◆ **FRAGMENT ŹRÓDŁA**:

··········

Kobieta mija codziennie setki osób, ale najbardziej utkwiła jej w pamięci pewna zakonnica. – Podeszła do mnie i powiedziała, że jestem skazana na cierpienie i mam się z tym pogodzić. To było bardzo przykre – wspomina. Nie brakuje również osób przekonanych, że poziom intelektualny Anety jest na poziomie kilkulatki. – Kiedyś ksiądz pogłaskał mnie po policzku i słodkim tonem powiedział: trzymaj cukiereczka dziecinko – dodaje 50-latka.
Tymczasem Aneta jest bardziej zaznajomiona z literaturą czy malarstwem niż przeciętny Polak. Regularnie odwiedza galerie sztuki, słucha muzyki klasycznej, interesuje się historią, a nawet napisała (jednym palcem) autobiografię. Ponadto marzą jej się podróże. Kiedyś wybrała się sama pociągiem na wycieczkę do Krakowa. – Chciałabym mieć możliwość pokazania ludziom, że w środku jestem taka sama, jak oni. Niestety uwięziło mnie własne ciało – przyznaje.

··········

◆ **ZADANIE**: Dokąd według fragmentu Aneta wybrała się kiedyś sama pociągiem?

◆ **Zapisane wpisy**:
··········

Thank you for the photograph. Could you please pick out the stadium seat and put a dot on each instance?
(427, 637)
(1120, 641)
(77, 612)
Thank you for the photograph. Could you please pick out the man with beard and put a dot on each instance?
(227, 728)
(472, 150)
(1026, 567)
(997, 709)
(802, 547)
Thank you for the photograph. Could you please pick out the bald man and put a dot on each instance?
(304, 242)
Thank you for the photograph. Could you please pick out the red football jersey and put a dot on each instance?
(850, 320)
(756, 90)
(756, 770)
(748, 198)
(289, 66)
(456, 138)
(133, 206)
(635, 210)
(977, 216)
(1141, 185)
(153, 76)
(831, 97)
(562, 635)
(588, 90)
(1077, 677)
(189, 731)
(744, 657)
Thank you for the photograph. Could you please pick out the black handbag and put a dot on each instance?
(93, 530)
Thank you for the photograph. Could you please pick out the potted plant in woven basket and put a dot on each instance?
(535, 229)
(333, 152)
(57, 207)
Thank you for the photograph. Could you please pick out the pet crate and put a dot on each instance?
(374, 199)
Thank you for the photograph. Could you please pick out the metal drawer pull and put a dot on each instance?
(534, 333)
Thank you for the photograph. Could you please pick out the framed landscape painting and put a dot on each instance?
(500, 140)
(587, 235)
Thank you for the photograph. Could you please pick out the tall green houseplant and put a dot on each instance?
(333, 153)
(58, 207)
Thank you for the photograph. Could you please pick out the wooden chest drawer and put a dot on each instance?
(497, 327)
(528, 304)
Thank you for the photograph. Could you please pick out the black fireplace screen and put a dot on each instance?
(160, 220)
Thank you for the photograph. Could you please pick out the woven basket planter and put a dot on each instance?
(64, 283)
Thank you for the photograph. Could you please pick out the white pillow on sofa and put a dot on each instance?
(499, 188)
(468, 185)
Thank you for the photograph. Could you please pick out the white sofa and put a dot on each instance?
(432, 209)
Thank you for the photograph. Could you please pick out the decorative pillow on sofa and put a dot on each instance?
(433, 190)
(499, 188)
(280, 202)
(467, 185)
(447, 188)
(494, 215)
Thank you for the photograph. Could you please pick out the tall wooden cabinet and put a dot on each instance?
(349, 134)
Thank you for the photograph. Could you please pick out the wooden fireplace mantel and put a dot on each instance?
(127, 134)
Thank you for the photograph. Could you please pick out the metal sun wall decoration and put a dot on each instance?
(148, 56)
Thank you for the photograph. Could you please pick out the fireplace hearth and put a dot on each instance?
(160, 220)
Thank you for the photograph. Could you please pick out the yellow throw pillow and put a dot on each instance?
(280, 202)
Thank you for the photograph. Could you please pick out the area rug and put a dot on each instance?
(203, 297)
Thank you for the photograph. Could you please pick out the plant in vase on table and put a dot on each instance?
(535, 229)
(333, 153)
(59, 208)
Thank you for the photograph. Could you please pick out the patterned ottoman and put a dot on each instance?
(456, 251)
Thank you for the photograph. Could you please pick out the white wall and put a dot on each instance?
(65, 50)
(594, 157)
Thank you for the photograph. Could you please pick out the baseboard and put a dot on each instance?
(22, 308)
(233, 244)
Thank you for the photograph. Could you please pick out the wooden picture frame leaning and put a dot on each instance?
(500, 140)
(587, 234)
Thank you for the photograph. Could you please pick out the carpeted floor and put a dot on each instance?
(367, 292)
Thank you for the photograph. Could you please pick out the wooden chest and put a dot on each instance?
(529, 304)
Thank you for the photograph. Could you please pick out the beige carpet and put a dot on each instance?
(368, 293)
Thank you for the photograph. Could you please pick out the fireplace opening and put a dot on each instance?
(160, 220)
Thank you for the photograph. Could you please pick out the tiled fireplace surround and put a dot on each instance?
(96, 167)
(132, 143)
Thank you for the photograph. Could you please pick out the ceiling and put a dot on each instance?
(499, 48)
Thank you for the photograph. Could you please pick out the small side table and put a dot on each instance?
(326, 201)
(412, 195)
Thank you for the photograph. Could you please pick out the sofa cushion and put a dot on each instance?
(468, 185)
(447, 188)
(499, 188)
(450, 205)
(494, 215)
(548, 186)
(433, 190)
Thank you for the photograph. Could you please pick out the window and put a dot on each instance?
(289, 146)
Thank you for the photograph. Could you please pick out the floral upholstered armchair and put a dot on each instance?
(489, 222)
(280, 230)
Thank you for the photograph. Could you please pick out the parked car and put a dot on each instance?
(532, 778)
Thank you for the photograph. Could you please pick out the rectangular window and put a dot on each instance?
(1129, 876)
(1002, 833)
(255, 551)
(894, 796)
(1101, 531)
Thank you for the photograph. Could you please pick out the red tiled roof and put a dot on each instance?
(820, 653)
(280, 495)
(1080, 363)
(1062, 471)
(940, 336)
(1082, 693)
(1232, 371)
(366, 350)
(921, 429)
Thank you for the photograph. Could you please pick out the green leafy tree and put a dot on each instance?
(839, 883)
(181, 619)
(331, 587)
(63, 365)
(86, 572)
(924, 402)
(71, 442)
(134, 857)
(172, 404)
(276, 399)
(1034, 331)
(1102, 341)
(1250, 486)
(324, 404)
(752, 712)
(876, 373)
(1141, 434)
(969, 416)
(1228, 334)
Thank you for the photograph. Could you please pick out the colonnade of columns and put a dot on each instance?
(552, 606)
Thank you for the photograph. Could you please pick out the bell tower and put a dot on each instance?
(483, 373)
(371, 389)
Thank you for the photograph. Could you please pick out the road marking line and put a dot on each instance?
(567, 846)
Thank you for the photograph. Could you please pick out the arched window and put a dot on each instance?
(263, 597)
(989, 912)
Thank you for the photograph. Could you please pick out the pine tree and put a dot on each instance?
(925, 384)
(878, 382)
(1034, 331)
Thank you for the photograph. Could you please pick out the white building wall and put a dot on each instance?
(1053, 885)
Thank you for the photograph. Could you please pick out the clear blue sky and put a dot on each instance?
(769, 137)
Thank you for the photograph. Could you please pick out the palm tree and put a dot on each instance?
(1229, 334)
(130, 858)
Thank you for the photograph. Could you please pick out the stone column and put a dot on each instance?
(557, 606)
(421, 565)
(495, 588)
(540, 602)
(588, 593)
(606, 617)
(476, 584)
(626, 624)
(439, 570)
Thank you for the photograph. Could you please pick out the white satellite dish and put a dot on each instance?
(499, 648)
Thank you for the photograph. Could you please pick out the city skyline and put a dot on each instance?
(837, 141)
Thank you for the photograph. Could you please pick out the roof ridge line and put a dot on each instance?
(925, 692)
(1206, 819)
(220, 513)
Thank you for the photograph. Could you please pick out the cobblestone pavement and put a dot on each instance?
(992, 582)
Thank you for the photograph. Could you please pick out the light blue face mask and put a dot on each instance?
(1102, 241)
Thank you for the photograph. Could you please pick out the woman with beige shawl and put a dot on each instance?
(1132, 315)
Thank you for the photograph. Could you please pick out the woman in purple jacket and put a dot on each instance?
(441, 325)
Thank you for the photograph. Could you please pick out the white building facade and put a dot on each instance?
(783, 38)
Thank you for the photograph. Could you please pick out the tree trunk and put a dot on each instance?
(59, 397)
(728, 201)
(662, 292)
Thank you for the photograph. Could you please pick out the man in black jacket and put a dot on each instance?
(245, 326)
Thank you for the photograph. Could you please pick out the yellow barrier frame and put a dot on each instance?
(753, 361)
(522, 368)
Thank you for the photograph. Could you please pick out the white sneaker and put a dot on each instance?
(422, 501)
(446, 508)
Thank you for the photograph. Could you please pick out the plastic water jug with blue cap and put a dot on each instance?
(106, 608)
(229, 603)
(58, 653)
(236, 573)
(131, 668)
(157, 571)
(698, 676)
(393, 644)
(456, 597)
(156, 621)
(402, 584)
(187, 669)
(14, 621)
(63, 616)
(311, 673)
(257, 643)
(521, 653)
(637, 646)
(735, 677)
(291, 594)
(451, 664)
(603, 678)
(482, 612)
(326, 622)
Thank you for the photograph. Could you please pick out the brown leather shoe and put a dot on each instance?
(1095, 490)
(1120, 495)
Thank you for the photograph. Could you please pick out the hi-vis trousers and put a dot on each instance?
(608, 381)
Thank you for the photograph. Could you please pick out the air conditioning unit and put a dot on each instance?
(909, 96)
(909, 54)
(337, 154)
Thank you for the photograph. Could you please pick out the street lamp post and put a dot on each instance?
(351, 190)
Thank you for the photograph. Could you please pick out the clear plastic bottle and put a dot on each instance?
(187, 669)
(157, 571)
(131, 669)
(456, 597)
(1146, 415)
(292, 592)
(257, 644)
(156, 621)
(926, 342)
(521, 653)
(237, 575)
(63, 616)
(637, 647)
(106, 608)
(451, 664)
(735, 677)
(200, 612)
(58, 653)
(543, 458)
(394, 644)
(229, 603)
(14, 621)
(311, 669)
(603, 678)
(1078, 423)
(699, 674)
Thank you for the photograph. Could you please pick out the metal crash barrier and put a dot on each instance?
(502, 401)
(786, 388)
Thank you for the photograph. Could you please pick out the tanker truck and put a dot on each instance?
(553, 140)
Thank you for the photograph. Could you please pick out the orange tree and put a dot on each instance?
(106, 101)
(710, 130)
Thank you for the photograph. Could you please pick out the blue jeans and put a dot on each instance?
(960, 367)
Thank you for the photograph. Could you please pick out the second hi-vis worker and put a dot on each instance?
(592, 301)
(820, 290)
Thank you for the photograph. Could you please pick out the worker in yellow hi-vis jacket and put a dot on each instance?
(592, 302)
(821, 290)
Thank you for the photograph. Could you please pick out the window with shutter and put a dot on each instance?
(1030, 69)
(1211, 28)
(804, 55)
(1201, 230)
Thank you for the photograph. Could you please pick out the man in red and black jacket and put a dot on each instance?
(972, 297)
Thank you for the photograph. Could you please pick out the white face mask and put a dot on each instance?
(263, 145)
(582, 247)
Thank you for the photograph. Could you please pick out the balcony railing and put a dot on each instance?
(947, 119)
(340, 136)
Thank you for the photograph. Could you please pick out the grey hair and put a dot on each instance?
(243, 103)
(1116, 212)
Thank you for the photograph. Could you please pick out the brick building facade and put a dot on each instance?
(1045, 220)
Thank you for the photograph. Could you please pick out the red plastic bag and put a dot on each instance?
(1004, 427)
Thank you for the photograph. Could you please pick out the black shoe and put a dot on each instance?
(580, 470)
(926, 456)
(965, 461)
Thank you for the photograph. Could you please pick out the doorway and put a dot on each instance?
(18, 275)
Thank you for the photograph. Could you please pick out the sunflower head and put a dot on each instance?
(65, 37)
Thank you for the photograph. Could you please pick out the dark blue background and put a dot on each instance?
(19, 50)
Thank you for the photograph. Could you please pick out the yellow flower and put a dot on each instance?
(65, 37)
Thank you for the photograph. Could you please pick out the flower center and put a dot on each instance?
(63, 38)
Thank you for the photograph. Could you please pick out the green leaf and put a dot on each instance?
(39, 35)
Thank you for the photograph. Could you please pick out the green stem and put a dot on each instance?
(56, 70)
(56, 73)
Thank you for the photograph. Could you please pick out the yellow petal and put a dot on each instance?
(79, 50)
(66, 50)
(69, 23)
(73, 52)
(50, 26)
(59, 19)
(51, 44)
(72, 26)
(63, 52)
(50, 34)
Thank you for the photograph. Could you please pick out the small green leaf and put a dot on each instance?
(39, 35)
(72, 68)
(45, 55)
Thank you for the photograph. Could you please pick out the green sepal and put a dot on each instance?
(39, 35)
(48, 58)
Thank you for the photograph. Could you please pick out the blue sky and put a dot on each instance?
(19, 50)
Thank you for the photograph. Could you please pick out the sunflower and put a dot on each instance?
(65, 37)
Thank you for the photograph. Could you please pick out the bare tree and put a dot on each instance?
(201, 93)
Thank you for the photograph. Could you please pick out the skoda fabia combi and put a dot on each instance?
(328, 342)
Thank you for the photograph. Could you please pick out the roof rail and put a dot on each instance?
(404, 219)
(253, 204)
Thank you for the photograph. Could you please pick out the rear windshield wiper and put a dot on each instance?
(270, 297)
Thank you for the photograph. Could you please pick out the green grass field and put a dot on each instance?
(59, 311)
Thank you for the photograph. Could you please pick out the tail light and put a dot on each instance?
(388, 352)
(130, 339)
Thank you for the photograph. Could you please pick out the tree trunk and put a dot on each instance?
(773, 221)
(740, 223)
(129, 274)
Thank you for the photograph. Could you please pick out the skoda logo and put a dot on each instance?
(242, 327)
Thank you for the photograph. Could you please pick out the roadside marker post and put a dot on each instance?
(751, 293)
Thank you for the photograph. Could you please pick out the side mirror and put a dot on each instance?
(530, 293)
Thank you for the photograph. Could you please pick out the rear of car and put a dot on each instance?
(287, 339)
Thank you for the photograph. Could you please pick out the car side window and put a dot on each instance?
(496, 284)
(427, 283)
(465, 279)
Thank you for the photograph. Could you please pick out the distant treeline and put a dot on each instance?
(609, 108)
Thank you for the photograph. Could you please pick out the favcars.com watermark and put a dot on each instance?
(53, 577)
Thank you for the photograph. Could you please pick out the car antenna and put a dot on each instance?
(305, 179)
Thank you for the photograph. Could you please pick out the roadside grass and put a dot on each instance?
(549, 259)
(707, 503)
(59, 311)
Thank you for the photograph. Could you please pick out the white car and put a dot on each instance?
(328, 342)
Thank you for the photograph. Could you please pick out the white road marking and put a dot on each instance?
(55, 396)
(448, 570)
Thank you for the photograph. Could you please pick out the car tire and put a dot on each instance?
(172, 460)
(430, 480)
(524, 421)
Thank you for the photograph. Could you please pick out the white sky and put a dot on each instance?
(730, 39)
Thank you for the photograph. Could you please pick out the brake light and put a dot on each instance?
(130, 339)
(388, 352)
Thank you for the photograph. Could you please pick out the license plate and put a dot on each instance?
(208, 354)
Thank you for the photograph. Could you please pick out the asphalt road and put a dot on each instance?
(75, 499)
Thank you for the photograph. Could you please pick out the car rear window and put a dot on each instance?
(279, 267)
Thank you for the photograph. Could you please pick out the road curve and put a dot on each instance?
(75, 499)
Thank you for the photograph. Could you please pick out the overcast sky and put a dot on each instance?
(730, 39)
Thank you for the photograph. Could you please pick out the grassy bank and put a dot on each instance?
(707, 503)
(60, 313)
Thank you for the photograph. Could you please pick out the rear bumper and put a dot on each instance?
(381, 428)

··········

◆ **ROZWIĄZANIE**: Na wycieczkę do Krakowa.